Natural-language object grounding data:
**********
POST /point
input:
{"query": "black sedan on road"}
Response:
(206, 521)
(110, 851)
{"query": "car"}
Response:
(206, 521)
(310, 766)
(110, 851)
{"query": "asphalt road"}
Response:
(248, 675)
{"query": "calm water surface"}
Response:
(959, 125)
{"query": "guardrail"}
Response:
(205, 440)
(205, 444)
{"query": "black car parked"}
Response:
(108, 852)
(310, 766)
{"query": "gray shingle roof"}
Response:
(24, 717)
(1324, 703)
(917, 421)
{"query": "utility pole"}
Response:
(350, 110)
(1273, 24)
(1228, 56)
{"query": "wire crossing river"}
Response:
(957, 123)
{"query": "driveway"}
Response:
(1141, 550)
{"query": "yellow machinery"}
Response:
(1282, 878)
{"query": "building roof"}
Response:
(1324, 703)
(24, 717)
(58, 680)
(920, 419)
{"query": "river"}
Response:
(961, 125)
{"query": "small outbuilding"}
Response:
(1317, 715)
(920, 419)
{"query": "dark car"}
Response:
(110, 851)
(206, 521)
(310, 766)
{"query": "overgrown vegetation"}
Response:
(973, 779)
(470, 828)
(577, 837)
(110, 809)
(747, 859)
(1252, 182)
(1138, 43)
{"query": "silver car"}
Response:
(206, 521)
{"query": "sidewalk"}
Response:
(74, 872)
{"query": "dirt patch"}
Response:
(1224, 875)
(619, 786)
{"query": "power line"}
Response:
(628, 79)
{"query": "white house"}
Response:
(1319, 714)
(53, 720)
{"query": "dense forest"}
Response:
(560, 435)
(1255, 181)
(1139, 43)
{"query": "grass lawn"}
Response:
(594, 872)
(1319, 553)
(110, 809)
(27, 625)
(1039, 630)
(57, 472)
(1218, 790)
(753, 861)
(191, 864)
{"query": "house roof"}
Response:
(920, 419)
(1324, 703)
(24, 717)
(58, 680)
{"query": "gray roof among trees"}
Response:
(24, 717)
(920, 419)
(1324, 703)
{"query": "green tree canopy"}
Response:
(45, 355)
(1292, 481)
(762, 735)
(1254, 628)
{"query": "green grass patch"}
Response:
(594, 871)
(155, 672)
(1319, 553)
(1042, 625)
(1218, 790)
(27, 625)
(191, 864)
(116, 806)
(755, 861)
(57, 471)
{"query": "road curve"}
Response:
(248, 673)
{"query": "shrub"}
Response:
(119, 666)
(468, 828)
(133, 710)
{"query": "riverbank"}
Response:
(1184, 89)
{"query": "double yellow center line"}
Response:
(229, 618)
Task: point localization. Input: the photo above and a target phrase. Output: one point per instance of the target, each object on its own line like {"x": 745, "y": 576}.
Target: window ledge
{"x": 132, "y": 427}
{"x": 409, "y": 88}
**********
# [What the task requires]
Taking the records above line by line, count those that hold the word "black"; the number is the entire answer.

# [Reply]
2